#### [To be done]
Continue the discussion of breaking into fashion copywriting, starting after its last sentence and keeping its tone.

#### [Extract to read]

Currently, I am a full-time copywriter and a freelance fashion writer, and I have been wanting to transition into fashion copywriting. Right now, my full-time job tends to be all over the place, and I have been looking to combine my copywriting skills with my knowledge of fashion.

Does anyone here currently work as a fashion copywriter? Do you have any tips about getting into the field.
 
In order to stand out from the crowd and from the in-house scribes, your fashion and luxury-related copywriting and branding skills need to be well-developed. In a sense, it's not unlike the skills required to produce high end Front-of-Book pieces and extended captions, skills traditionally reflected in the higher rates paid to freelances by magazines back in the days before publishers thought they were onto a cool money-saving gig by employing bloggers to provide content for nothing or next to nothing.

As I am sure you know by now, writing is a craft, and crafts require not just the learning thereof but constant practice and refinement.

#### [Data excerpt]
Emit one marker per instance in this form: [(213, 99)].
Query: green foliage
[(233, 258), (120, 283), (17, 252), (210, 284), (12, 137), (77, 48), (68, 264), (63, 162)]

#### [Response]
As far as selling yourself to fashion houses or even retailers as a freelance copywriter goes, you could try the direct approach in sending Dircoms the bilge produced by their in-house people or by their ad agencies along with a couple of samples of the way in which you would improve on it. I got quite a few clients this way. Some of them actually continued using their in-house or agency people and paying me quite well to improve on it. When I worked with the late Giovanni Russo, founder of the No11 agency in New York, he and I sometimes had to dream up slogans and logos to cover up advertising photography of doubtful relevance and, sometimes, doubtful quality. Other clients came to me because they had seen my byline here and there, or my name on the right dort of masthead. However, these clients can be difficult because they want you for your name or your associations rather than your skills. Remember that most of them wouldn't know the difference between good and bad writing, which is why their promotional material is sub par to begin with. Which introduces a further dimension in that you have to be quite diplomatic when showing them how you can improve on things because they can take it quite personally when you tell them that their firm's PR and advertising presence is wishy-washy.

What I am saying is that while it can be very difficult to get into a position where you are the go-to person to begin with - like Glenn O'Brien, for instance - because of the tangled business and social politics enclosing Planet Fashion like poison ivy around a tumbledown folly, there are plenty of opportunities for writers with the editorial abilities required to improve upon already existing material. And you can make decent money too.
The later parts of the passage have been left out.